▶ AVAILABLE RECORDS:
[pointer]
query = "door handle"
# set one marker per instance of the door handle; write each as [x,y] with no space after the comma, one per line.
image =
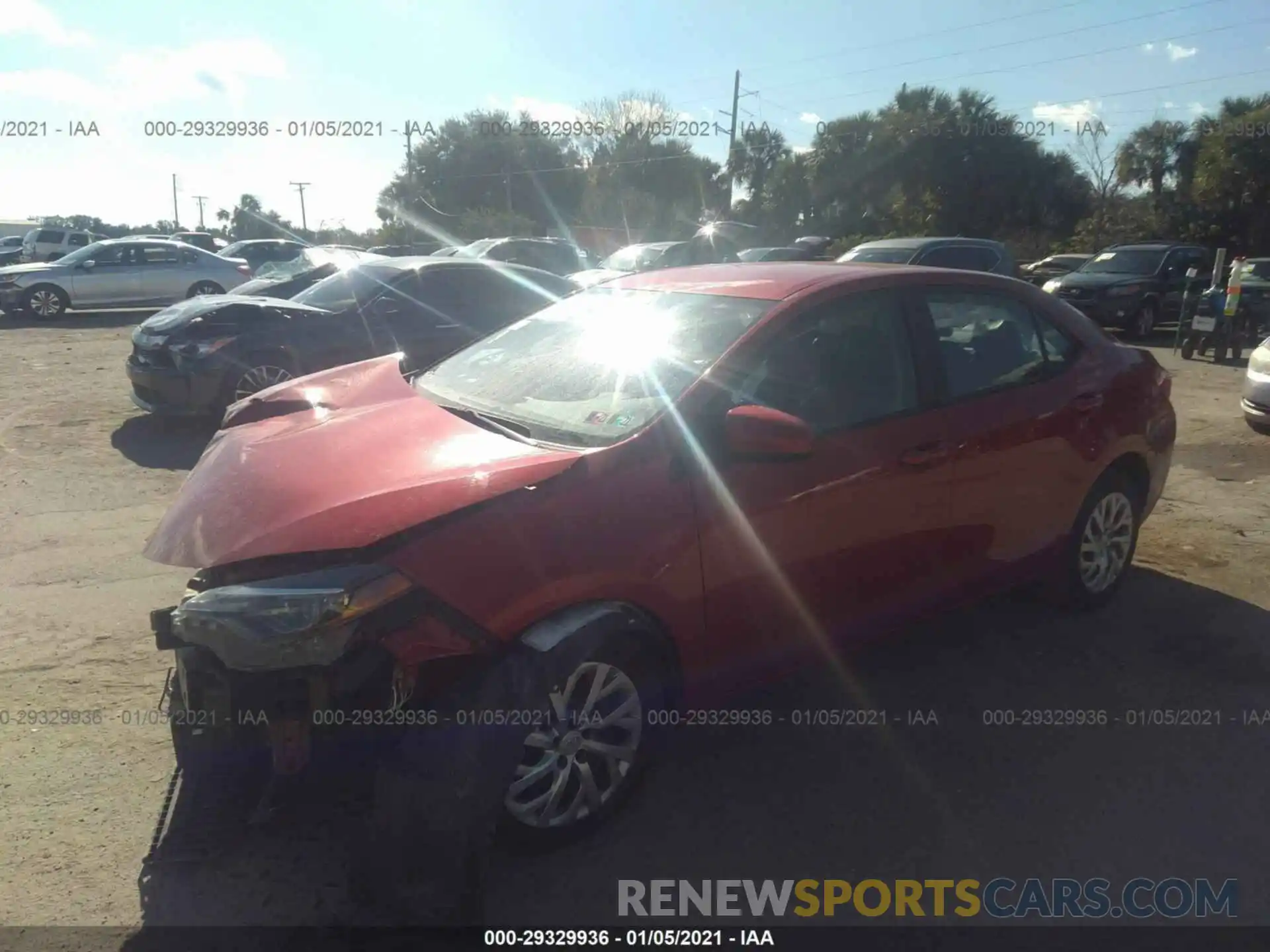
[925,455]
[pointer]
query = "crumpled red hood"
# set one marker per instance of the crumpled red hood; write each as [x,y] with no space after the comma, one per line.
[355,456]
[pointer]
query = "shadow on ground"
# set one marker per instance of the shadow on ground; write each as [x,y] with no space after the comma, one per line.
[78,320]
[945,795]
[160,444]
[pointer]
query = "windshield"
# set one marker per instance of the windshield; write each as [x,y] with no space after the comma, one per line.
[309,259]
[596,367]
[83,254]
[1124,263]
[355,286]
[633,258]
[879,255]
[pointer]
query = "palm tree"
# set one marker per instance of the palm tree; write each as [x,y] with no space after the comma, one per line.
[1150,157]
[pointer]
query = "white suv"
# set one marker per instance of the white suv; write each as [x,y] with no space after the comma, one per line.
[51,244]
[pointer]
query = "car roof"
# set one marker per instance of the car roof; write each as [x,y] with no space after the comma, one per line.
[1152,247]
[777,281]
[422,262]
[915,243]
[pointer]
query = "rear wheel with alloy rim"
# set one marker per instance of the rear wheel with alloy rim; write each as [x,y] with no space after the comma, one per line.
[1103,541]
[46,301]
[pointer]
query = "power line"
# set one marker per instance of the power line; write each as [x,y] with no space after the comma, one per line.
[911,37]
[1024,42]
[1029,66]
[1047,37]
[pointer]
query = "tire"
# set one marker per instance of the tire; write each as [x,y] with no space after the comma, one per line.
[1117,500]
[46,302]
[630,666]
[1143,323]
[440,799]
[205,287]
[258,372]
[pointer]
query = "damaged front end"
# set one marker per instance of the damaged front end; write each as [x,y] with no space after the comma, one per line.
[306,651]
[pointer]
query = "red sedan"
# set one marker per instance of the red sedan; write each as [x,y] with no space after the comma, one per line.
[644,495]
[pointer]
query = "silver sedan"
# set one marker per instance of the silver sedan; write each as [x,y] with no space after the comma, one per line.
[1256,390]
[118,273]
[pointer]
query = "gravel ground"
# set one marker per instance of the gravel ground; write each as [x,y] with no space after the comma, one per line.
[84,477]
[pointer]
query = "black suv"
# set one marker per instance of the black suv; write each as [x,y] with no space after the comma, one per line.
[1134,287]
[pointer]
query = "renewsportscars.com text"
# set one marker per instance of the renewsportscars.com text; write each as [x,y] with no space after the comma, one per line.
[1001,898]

▶ AIM: Reproduce the data above in full, exactly as it is, with the pictures left out.

▶ SOLUTION TO THE PROBLEM:
[pointer]
query = "door handle"
# set one marker per instance of the door handle; write each as [x,y] with no space after the comma, one per line.
image =
[925,455]
[pointer]
query = "crumpled red hood"
# set one marker per instance of the crumpled red hood; write each as [x,y] with no space after the comma, one per line.
[355,456]
[pointer]
query = "shadow on ground"
# set one marker per instance of the shadow on ground; write each as [x,y] with no space after the comma, one per line.
[78,320]
[945,795]
[160,444]
[pointer]
query = "windshield"
# set one marker per instance of the windshield; write each as [x,y] with no space after the comma, one per line.
[309,259]
[596,367]
[83,254]
[1124,263]
[355,286]
[633,258]
[879,255]
[pointer]
query = "palm tree"
# set one marker per instance of the palm tree; write each as [x,y] with no space after the comma, one per line.
[1150,157]
[pointer]
query = "white suv"
# set one marker per instance of the white suv; write each as [x,y] with no space after the comma, one per line.
[51,244]
[pointer]
query = "car roof"
# set one marker per instance of the car roof; write each as [x,y] with no space after the comma, one per line.
[1152,247]
[777,281]
[422,262]
[915,243]
[pointer]
query = "rear wheel with alloy rim"
# set one marker per instance of the rear wheel with alloy rim; write each as [x,y] with no space after the comma, one per line.
[1103,541]
[46,301]
[pointer]
query = "power line"
# set one marker per instance of the power line; write each as [x,y] with no space after the comma, one per line.
[911,37]
[1024,42]
[1029,66]
[1047,37]
[pointer]
query = "tire"
# set one marker per instance of the tire; write each as [x,y] with no space after the comma, one per line.
[1117,500]
[46,302]
[630,666]
[1143,323]
[440,799]
[205,287]
[258,372]
[pointer]
query = "damaged front end"
# set one marker per instance of the damaged front end; write each as [x,y] with no space after the comma, one per line.
[306,651]
[pointer]
query = "red sedan"
# set one marker per instance of the red sedan; write each as [x,y] with no space after the comma, one per line.
[644,495]
[pointer]
query = "silver sedan"
# set one marker per instance of the silver sedan; write each as [x,y] with no space after the comma, one per line.
[1256,390]
[118,273]
[pointer]
query = "gravel ground"
# set one marker per instance of the gravel ground; write each as [x,y] with no space after the comma, one per line.
[84,477]
[pointer]
query = "black suv"
# set one marker per instance of the black suv; write each as [x,y] with no space after the comma, one per line.
[1134,287]
[pointer]
query = "renewsportscars.com text"
# set one marker per instance of the renewsportscars.com text; write each as [x,y] with no space after the comma, one per line.
[1001,898]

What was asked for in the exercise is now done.